--- Exercise data Enclosed Below ---

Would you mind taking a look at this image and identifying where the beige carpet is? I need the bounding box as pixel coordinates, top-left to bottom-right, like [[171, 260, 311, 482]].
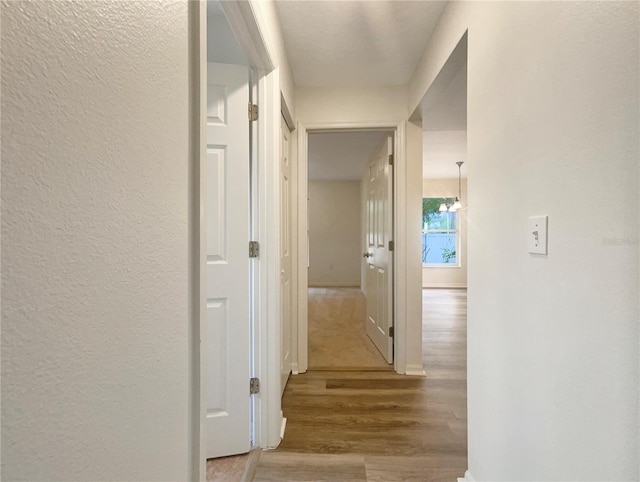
[[307, 287, 390, 370]]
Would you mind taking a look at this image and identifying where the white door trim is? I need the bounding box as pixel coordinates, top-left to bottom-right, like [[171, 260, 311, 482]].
[[219, 1, 274, 71], [193, 3, 206, 479], [194, 2, 282, 479], [295, 121, 408, 375], [254, 66, 284, 450]]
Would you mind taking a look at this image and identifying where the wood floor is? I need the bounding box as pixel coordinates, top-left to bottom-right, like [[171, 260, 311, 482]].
[[252, 288, 468, 481]]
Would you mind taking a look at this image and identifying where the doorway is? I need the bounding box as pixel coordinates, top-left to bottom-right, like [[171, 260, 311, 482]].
[[301, 129, 396, 370]]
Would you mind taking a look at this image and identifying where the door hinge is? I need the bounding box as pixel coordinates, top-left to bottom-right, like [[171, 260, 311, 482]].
[[249, 241, 260, 258], [388, 240, 394, 251], [389, 326, 394, 338], [388, 154, 394, 166], [248, 103, 259, 121], [250, 377, 260, 395]]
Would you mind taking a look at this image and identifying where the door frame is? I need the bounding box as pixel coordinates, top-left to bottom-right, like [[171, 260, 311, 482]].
[[296, 122, 408, 375], [193, 1, 282, 479]]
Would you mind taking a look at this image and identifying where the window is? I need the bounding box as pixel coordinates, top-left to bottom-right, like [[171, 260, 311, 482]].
[[422, 198, 459, 266]]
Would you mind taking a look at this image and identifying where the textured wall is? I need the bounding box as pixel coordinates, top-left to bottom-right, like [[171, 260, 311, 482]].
[[308, 181, 361, 287], [1, 1, 192, 480], [411, 1, 639, 480]]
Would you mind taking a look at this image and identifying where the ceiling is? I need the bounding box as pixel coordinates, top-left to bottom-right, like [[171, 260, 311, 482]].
[[308, 131, 388, 181], [419, 36, 467, 179], [275, 1, 447, 87]]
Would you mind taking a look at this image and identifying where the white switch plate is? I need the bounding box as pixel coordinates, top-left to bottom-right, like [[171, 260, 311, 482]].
[[528, 216, 548, 255]]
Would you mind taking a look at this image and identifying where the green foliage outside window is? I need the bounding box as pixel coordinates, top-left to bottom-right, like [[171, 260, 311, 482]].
[[422, 197, 458, 265]]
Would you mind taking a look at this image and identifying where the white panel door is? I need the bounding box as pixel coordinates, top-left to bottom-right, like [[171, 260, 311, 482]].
[[205, 63, 251, 458], [364, 135, 394, 364], [280, 115, 292, 394]]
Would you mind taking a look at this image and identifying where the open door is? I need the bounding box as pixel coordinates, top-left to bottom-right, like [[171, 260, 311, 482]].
[[364, 135, 394, 364], [205, 62, 251, 458], [280, 115, 293, 394]]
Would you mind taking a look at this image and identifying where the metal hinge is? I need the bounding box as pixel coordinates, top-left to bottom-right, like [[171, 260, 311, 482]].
[[388, 154, 394, 166], [250, 377, 260, 395], [249, 241, 260, 258], [248, 103, 259, 121], [388, 240, 394, 251], [389, 326, 394, 338]]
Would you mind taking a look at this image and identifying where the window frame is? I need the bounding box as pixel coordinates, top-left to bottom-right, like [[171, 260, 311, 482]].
[[421, 197, 461, 268]]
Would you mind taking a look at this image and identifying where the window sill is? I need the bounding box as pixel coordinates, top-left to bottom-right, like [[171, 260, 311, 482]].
[[422, 264, 461, 269]]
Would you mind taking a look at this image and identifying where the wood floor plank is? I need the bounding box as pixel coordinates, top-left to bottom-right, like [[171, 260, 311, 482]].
[[253, 452, 367, 481], [364, 455, 467, 482], [252, 288, 468, 480]]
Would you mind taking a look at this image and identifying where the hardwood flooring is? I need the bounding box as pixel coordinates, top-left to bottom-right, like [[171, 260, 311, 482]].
[[254, 452, 466, 482], [252, 288, 468, 481]]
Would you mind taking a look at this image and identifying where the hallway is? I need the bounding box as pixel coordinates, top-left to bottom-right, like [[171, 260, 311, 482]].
[[252, 288, 467, 481]]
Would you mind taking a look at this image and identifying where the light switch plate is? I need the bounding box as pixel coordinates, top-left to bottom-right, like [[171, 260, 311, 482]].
[[528, 216, 548, 255]]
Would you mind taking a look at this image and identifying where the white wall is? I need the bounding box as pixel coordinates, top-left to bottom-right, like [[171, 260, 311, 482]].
[[422, 178, 467, 288], [410, 2, 639, 480], [308, 181, 361, 287], [1, 2, 193, 480], [422, 130, 467, 178], [252, 0, 296, 120], [297, 85, 407, 124], [207, 13, 248, 65]]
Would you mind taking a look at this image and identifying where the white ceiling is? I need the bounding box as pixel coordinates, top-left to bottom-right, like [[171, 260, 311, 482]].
[[419, 37, 467, 179], [275, 1, 447, 87], [308, 131, 388, 181]]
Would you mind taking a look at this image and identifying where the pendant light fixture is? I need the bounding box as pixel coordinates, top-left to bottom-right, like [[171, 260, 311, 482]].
[[449, 161, 464, 212], [439, 161, 464, 213]]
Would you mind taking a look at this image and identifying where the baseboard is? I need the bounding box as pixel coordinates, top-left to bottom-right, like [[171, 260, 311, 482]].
[[291, 362, 299, 375], [422, 283, 467, 289], [405, 364, 426, 376], [308, 282, 360, 288], [457, 470, 475, 482], [308, 365, 394, 372], [280, 416, 287, 439]]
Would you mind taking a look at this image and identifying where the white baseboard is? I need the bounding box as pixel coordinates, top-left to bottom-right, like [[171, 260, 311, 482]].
[[280, 416, 287, 439], [291, 362, 299, 375], [457, 470, 475, 482], [405, 364, 426, 376], [422, 283, 467, 289]]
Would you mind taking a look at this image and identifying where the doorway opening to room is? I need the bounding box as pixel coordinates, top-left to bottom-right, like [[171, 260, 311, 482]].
[[305, 130, 395, 371], [419, 34, 467, 372], [412, 29, 468, 461]]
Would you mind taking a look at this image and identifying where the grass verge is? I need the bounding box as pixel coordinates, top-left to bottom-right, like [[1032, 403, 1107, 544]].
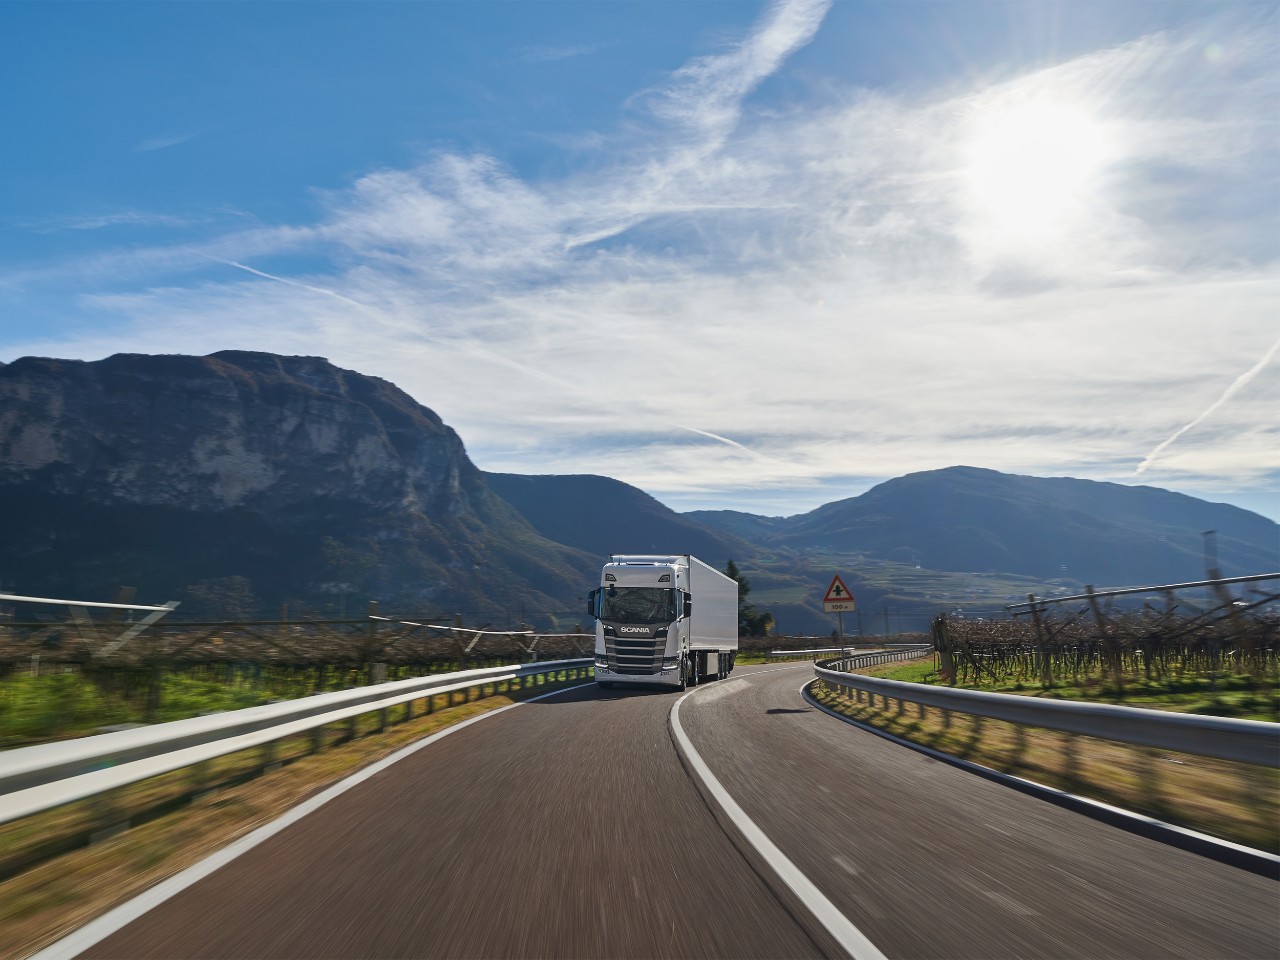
[[0, 672, 586, 960], [811, 658, 1279, 854]]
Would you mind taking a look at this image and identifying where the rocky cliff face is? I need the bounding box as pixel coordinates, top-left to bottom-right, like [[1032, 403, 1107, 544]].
[[0, 351, 476, 513], [0, 351, 595, 620]]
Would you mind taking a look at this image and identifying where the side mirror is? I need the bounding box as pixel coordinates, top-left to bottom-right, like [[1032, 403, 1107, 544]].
[[586, 589, 598, 619], [683, 596, 692, 617]]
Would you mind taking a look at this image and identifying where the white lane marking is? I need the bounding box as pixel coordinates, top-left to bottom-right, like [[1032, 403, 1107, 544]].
[[34, 683, 594, 960], [670, 683, 888, 960]]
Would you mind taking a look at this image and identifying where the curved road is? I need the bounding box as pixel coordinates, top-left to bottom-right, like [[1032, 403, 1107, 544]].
[[68, 664, 1276, 959]]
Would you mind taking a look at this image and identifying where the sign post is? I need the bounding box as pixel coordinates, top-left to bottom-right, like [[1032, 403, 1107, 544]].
[[822, 574, 856, 657]]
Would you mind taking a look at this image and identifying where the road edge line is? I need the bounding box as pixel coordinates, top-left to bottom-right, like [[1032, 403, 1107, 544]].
[[670, 685, 887, 960], [32, 682, 595, 960], [801, 679, 1280, 880]]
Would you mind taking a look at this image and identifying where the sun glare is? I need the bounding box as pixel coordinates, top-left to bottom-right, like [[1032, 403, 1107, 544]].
[[964, 100, 1108, 239]]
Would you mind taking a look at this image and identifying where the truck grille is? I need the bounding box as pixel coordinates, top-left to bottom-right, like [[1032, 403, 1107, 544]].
[[606, 637, 664, 675]]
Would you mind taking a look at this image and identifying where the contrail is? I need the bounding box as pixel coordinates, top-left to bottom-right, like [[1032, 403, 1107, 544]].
[[1133, 333, 1280, 476], [671, 423, 767, 459], [209, 256, 578, 389], [209, 257, 764, 459], [209, 257, 379, 317]]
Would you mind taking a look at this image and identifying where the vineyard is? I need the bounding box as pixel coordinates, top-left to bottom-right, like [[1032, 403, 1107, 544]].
[[0, 596, 835, 742], [0, 602, 594, 736], [934, 578, 1280, 700]]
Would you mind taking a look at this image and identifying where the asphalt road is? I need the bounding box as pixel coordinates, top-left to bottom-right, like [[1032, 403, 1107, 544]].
[[76, 664, 1277, 959]]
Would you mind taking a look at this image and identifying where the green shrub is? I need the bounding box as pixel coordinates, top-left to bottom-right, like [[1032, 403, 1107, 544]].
[[0, 673, 131, 739]]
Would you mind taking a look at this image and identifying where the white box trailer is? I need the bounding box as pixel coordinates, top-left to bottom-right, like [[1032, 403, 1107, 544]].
[[587, 554, 739, 690]]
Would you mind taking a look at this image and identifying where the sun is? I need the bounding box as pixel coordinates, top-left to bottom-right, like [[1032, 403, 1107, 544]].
[[964, 99, 1109, 239]]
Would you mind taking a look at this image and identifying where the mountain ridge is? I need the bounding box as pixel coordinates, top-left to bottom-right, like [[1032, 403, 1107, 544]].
[[688, 465, 1277, 584], [1, 351, 1275, 630]]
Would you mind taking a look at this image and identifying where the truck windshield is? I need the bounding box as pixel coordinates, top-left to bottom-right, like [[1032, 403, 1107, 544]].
[[600, 587, 675, 623]]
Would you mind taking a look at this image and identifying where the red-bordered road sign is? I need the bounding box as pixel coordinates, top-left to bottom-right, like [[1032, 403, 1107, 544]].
[[823, 574, 856, 612]]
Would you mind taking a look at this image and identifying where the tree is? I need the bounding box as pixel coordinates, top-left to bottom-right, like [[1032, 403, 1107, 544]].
[[723, 559, 774, 637]]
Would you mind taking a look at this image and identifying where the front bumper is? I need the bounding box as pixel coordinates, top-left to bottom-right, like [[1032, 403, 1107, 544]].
[[595, 663, 683, 687]]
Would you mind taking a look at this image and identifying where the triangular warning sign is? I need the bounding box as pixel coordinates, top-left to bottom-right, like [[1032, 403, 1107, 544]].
[[823, 574, 853, 604]]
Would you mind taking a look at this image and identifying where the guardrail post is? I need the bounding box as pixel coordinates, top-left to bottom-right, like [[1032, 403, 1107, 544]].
[[347, 713, 358, 742], [90, 789, 131, 845], [1012, 723, 1028, 770], [262, 738, 280, 773], [378, 706, 388, 732], [1063, 732, 1080, 784], [191, 758, 212, 797]]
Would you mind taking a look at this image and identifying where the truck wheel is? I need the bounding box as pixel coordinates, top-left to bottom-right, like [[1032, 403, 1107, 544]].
[[677, 658, 687, 691]]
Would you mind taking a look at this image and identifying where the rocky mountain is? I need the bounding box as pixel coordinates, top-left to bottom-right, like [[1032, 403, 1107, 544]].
[[0, 351, 596, 621], [689, 466, 1279, 586]]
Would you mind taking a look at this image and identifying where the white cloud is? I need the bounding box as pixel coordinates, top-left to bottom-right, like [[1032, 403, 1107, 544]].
[[3, 2, 1277, 515]]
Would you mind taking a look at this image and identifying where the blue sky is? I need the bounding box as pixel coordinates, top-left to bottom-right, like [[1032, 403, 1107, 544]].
[[2, 1, 1278, 522]]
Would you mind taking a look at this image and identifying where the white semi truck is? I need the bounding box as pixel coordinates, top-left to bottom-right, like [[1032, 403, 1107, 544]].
[[587, 554, 738, 690]]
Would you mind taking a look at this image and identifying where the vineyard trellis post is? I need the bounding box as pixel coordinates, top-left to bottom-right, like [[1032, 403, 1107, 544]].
[[1027, 594, 1053, 688], [366, 600, 379, 685], [933, 614, 955, 685], [1085, 585, 1123, 695]]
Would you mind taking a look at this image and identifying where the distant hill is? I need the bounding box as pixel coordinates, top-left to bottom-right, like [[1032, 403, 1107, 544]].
[[484, 473, 754, 570], [690, 466, 1279, 586], [683, 509, 788, 543]]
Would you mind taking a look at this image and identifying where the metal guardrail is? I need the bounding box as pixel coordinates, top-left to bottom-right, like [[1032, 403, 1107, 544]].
[[0, 658, 592, 826], [813, 657, 1280, 768], [767, 644, 929, 661]]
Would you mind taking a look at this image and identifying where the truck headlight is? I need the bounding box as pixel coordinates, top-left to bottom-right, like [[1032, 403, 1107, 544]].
[[594, 657, 609, 669], [662, 658, 679, 671]]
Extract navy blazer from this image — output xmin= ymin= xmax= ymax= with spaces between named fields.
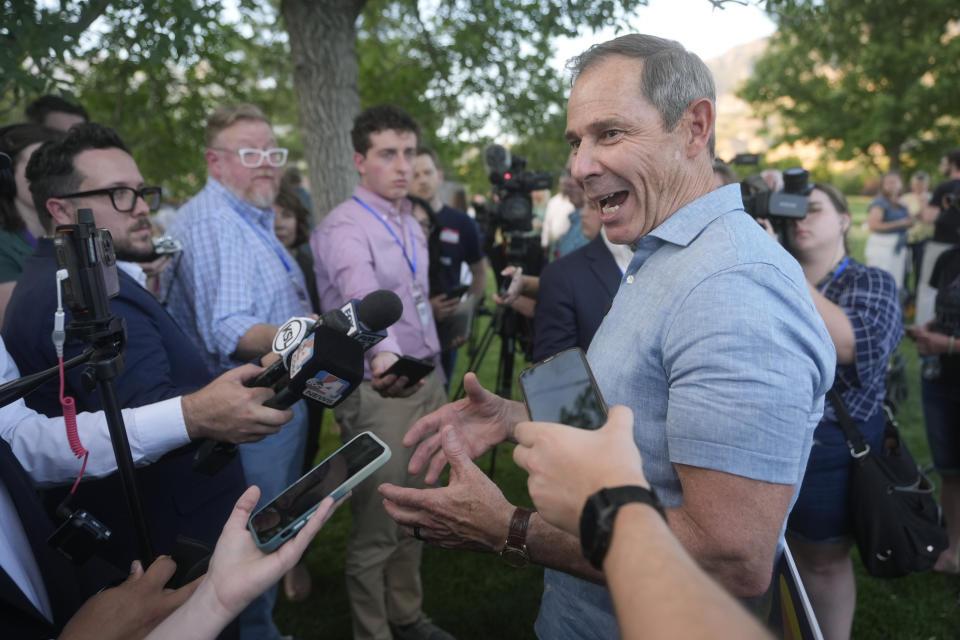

--- End of Enclosed Exercise data ---

> What the task requires: Please print exactly the lines from the one holding "the truck headlight" through the final line of the data above, including both, and skip all pictures.

> Result of the task:
Would you mind taking a look at this image and identifying where the truck headlight is? I need the bounding box as pixel coordinates, top-left to bottom-right, like [[1032, 403, 1107, 544]].
[[594, 657, 609, 669], [662, 658, 679, 671]]
Extract navy blazer from this image — output xmin= ymin= xmax= ymax= with spaces between named fields.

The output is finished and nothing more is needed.